Exercise instructions: From the line that contains "Target: blurred background" to the final line of the entries below, write out every line exactly as it appears, and nothing else.

Listed entries:
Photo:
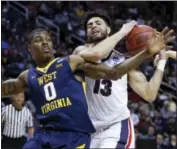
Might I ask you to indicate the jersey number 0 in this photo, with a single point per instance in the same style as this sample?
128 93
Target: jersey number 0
106 91
50 92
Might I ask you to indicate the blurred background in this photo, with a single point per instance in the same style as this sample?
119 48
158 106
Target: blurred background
155 123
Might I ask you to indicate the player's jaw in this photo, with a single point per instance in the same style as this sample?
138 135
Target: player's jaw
96 35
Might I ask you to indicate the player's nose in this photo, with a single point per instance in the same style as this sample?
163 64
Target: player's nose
44 42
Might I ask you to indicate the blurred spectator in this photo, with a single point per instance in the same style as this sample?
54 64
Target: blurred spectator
160 141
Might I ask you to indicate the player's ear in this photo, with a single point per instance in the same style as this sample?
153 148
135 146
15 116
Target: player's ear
108 30
29 48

Output:
Target: blurred background
155 123
Might I ask you to indicate the player's jaw in this photo, with a single point per instance in the same style as this sample?
138 135
Target: player's jaw
96 35
Might I ask you to indicate the player's nose in this photo, with a single point per instance in the same style as this sample?
163 64
Target: player's nose
44 42
Might I ask you to indicate the blurred spectator in this photo, with a single point per instance in the same style as this sample?
54 64
Target: blurred spectator
160 141
Might I ask you to indicate the player's ear in this photo, with a single point per instance in the same style as this sample?
153 148
135 146
15 116
Target: player's ear
108 30
29 48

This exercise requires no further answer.